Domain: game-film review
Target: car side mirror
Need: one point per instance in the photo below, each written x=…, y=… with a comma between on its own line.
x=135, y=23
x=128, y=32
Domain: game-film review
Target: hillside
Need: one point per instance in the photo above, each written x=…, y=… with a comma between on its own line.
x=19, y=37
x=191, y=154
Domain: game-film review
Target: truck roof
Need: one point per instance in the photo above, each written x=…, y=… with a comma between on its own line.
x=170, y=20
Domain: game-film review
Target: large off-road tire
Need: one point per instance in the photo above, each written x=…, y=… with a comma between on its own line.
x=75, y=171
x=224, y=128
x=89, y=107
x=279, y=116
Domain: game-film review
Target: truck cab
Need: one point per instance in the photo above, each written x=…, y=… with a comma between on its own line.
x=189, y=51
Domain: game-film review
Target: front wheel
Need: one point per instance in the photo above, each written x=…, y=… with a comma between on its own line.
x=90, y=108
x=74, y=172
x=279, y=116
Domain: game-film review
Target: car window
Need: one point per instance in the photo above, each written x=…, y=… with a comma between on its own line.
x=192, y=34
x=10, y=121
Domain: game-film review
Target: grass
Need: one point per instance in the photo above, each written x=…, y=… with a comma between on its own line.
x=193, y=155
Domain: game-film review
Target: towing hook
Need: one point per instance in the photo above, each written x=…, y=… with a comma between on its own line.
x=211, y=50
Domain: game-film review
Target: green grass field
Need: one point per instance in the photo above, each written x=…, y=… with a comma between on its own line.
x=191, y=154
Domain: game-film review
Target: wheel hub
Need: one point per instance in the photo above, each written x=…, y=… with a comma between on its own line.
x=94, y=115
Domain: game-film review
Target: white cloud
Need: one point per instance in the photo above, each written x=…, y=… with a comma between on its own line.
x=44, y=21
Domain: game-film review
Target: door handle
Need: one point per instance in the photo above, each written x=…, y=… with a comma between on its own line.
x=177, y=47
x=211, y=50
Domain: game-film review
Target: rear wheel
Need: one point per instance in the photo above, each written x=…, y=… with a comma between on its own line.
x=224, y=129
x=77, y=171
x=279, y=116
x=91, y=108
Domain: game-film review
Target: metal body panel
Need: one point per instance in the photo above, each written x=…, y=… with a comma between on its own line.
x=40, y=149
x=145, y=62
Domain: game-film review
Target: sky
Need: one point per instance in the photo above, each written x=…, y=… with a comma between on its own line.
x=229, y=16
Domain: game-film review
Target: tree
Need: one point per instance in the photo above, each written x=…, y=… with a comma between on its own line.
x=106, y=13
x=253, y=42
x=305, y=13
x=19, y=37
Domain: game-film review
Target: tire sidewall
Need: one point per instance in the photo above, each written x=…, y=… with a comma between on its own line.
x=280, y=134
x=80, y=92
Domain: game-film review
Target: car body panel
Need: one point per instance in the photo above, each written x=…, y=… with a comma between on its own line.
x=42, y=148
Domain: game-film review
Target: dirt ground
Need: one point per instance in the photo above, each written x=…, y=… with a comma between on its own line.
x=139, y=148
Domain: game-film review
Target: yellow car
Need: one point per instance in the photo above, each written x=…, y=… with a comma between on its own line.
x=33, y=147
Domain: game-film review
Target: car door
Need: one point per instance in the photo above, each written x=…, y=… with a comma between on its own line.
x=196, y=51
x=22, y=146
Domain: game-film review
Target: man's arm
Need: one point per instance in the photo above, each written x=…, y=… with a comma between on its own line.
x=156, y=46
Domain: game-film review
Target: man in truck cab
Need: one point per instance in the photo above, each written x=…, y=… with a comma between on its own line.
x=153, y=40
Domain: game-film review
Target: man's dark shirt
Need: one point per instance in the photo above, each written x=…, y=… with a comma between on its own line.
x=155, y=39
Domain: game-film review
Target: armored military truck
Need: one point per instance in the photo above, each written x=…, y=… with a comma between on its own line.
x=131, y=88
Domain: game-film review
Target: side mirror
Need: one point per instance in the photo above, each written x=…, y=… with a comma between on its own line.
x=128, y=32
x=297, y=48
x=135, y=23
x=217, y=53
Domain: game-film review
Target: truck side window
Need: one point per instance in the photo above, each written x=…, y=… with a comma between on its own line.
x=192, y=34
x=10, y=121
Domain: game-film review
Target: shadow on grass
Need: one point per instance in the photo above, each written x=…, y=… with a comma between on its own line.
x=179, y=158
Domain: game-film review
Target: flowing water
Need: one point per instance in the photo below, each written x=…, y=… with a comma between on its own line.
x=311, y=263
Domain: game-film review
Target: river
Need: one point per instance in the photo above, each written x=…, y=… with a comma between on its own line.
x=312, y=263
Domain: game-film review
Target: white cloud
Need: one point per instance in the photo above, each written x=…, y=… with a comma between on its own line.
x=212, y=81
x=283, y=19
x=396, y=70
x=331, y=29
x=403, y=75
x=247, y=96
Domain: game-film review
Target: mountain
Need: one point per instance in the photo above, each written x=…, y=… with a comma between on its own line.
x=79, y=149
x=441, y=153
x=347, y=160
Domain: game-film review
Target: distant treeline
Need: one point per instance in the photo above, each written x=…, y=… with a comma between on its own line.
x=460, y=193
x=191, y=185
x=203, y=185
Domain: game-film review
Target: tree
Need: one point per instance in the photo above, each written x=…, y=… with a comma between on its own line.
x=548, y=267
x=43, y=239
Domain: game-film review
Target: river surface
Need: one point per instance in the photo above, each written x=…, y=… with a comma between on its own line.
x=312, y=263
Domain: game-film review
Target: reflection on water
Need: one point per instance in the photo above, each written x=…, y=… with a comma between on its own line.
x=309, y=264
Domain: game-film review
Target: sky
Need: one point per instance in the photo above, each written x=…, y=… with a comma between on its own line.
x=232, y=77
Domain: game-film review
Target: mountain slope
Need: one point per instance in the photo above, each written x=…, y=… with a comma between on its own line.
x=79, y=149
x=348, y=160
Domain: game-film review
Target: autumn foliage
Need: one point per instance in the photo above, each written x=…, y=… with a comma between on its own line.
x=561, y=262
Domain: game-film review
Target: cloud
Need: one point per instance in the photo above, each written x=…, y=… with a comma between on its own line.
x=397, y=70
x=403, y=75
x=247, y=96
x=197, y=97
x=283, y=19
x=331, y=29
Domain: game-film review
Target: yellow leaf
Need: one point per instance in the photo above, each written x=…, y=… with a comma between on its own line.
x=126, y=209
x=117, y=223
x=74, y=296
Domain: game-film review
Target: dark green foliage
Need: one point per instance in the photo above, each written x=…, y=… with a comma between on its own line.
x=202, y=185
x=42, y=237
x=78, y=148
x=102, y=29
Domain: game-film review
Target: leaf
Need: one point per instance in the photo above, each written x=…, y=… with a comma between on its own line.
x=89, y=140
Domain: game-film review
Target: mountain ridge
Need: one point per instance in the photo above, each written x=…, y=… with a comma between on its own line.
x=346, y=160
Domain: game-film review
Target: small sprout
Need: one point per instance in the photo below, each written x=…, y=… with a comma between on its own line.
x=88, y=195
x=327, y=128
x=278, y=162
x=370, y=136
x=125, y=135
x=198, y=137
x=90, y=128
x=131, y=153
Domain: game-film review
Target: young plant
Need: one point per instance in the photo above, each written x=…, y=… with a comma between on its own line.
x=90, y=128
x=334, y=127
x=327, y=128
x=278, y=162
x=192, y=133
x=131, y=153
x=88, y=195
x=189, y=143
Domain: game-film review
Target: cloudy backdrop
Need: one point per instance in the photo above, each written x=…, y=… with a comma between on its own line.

****************************************

Your task: Give every line of the items above as a numbered list, leaving out any blank lines.

Output for this task:
1. Domain: game-film review
2. Target: car side mirror
3. Need: one point per instance in the photo below, each written x=…, y=… with a comma between on its own line.
4. x=135, y=23
5. x=128, y=32
6. Domain: game-film review
7. Target: hillside
8. Need: one point per instance in the photo above, each written x=…, y=… with a comma between on its own line.
9. x=19, y=37
10. x=191, y=154
11. Domain: game-film review
12. Target: truck roof
13. Need: one point per instance in the photo above, each written x=…, y=… with a comma between on its own line.
14. x=170, y=20
15. Domain: game-film review
16. Target: large off-road tire
17. Need: one point per instance in the photo above, each written x=…, y=… with a comma between on its own line.
18. x=75, y=171
19. x=224, y=128
20. x=89, y=107
21. x=279, y=116
22. Domain: game-film review
23. Target: truck cab
24. Need: one point per instance in the photo above, each written x=…, y=… with a comma between on its own line.
25. x=189, y=51
26. Domain: game-film review
27. Target: front wheel
28. Need: one point per instance in the photo above, each written x=…, y=… with a comma between on its own line.
29. x=90, y=108
30. x=74, y=172
31. x=279, y=116
32. Domain: game-film review
33. Target: car window
34. Need: one point per instance in the photo above, each written x=…, y=… with a comma between on its own line.
35. x=192, y=34
36. x=10, y=121
37. Domain: game-film review
38. Target: grass
39. Need: one point per instance in the photo above, each written x=…, y=… with a comma between on its own line.
40. x=193, y=155
41. Domain: game-film review
42. Target: towing hook
43. Need: one point per instance in the photo above, each written x=…, y=… with a comma between on its own line.
44. x=211, y=50
45. Domain: game-film review
46. Target: green grass field
47. Need: one point per instance in the photo above, each written x=…, y=… with a comma between on its own line.
48. x=191, y=154
49. Domain: game-film review
50. Target: wheel hub
51. Need: one point per instance in the photo above, each written x=…, y=… with a comma between on its own line.
52. x=94, y=115
53. Domain: game-film review
54. Target: white cloud
55. Need: one point per instance in the photo above, each written x=…, y=… with a comma between on its own line.
56. x=44, y=21
57. Domain: game-film review
58. Target: door handle
59. Need: one point per instance in the photo above, each written x=…, y=… with a comma between on its own line.
60. x=177, y=47
61. x=211, y=50
62. Domain: game-film review
63. Target: rear wheel
64. Need: one point per instance in the photo above, each written x=…, y=… with a comma between on its own line.
65. x=224, y=129
66. x=77, y=171
67. x=279, y=116
68. x=91, y=108
69. Domain: game-film review
70. Target: metal body panel
71. Need: one point per instance in the photo above, each written x=…, y=… with a comma between on its own line.
72. x=40, y=149
73. x=145, y=62
74. Domain: game-film review
75. Target: sky
76. Need: one point per instance in the photo above, each written x=…, y=… with a comma between on its own line.
77. x=229, y=16
78. Domain: game-film review
79. Target: tree
80. Need: one point per instance in the photo above, each written x=…, y=… with a comma between on its own line.
81. x=106, y=13
82. x=253, y=42
83. x=305, y=13
84. x=19, y=37
85. Domain: game-film review
86. Target: tire sidewall
87. Need: one point per instance in the photo above, each written x=…, y=… with a comma between on its own line.
88. x=280, y=134
89. x=80, y=92
90. Domain: game-film review
91. Target: car body panel
92. Need: one point per instance in the photo above, each written x=…, y=… with a comma between on its own line.
93. x=42, y=148
94. Domain: game-film review
95. Target: dirt ground
96. Need: one point per instance in the photo above, each written x=…, y=… with a comma between on its own line.
97. x=139, y=148
98. Domain: game-film review
99. Target: yellow car
100. Need: one point per instance in the photo above, each written x=…, y=… with a comma between on its own line.
101. x=33, y=147
102. Domain: game-film review
103. Target: car door
104. Need: one point per instance in the photo above, each written x=…, y=… with a comma between on its own line.
105. x=196, y=51
106. x=22, y=146
107. Domain: game-film review
108. Target: man's arm
109. Need: one point per instance in the photo above, each written x=…, y=… with a comma between on its own line.
110. x=156, y=46
111. Domain: game-film review
112. Target: man in truck cab
113. Need: one point per instance in the photo above, each written x=…, y=… with a comma between on its own line.
114. x=153, y=40
115. Domain: game-film review
116. Target: man's dark shirt
117. Need: one point per instance in the photo above, each written x=…, y=… with a comma between on its own line.
118. x=155, y=39
119. Domain: game-film review
120. Target: armored military truck
121. Need: one point per instance in the photo above, each written x=…, y=… with a comma between on its own line.
122. x=131, y=88
123. Domain: game-film review
124. Target: side mirror
125. Need: one point per instance in the photo above, each written x=…, y=… with a comma between on its own line.
126. x=128, y=32
127. x=297, y=48
128. x=135, y=23
129. x=217, y=53
130. Domain: game-film review
131. Target: truck side window
132. Need: one point per instance in the photo above, each written x=…, y=… with a comma between on its own line.
133. x=192, y=34
134. x=10, y=121
135. Domain: game-film review
136. Target: shadow on grass
137. Need: one point per instance in the photo above, each written x=…, y=… with a comma between on its own line.
138. x=179, y=158
139. Domain: game-film review
140. Target: flowing water
141. Need: one point per instance in the photo below, each written x=…, y=… with a comma between on its own line.
142. x=311, y=263
143. Domain: game-film review
144. Target: river
145. Need: one point per instance in the photo above, each written x=…, y=… with a comma between on its own line.
146. x=312, y=263
147. Domain: game-film review
148. Target: white cloud
149. Need: one point per instance in the photo above, each written x=…, y=… with a comma between on its own line.
150. x=212, y=81
151. x=283, y=19
152. x=396, y=70
153. x=331, y=29
154. x=403, y=75
155. x=247, y=96
156. Domain: game-film review
157. Target: mountain
158. Need: one point per instance in the photo above, each written x=…, y=… with a comma between on its own line.
159. x=79, y=149
160. x=441, y=153
161. x=347, y=160
162. Domain: game-film review
163. Target: distant treeline
164. Need: one point per instance in the photo above, each written x=…, y=… with a comma between on its own line.
165. x=460, y=193
166. x=191, y=185
167. x=203, y=185
168. Domain: game-film review
169. Target: tree
170. Need: one point per instance in the photo above, each written x=…, y=… with a comma between on its own line.
171. x=548, y=267
172. x=43, y=239
173. Domain: game-film review
174. Target: river surface
175. Need: one point per instance in the photo above, each written x=…, y=… with a comma between on its own line.
176. x=312, y=263
177. Domain: game-film review
178. Target: reflection on water
179. Need: one point per instance in the photo above, each written x=…, y=… with a comma between on its own line.
180. x=309, y=264
181. Domain: game-film review
182. Target: sky
183. Need: one point per instance in the photo above, each written x=…, y=… with a comma between on its own line.
184. x=232, y=77
185. Domain: game-film review
186. Target: mountain slope
187. Need: one point per instance in the photo above, each written x=…, y=… with a comma between on its own line.
188. x=79, y=149
189. x=348, y=160
190. Domain: game-film review
191. Target: autumn foliage
192. Need: one point per instance in the photo above, each written x=…, y=… with a comma between on its own line.
193. x=561, y=262
194. Domain: game-film review
195. Target: cloud
196. Need: one point per instance in the photo above, each written x=…, y=… with a comma between on its own line.
197. x=397, y=70
198. x=403, y=75
199. x=247, y=96
200. x=197, y=97
201. x=283, y=19
202. x=331, y=29
203. Domain: game-film review
204. Target: yellow leaf
205. Need: one point per instance in the photo above, each written x=…, y=… with a comma between on its own line.
206. x=126, y=209
207. x=117, y=223
208. x=74, y=296
209. Domain: game-film review
210. Target: dark green foliage
211. Need: one point per instance in the photo above, each written x=…, y=… with a comma between on its own line.
212. x=202, y=185
213. x=42, y=237
214. x=78, y=148
215. x=102, y=29
216. Domain: game-film review
217. Target: leaf
218. Need: one point per instance in the photo above, each written x=…, y=… with a comma between on its own line.
219. x=89, y=140
220. Domain: game-film review
221. Target: mountain ridge
222. Need: one point per instance in the photo above, each written x=…, y=… with a comma between on its own line.
223. x=346, y=160
224. Domain: game-film review
225. Target: small sprout
226. Need: one point per instance in the photo below, each written x=…, y=… with a comma between on its own line.
227. x=88, y=195
228. x=327, y=128
229. x=278, y=162
230. x=370, y=136
231. x=125, y=135
232. x=198, y=137
233. x=90, y=128
234. x=131, y=153
235. Domain: game-film review
236. Target: young plant
237. Need: one point per instance in the photo above, each written x=…, y=… with a comma between on its own line.
238. x=90, y=128
239. x=334, y=127
240. x=327, y=128
241. x=278, y=162
242. x=192, y=133
243. x=131, y=153
244. x=88, y=195
245. x=189, y=143
246. Domain: game-film review
247. Target: cloudy backdrop
248. Need: one point per instance in the photo above, each written x=…, y=… with a comma between on its own line.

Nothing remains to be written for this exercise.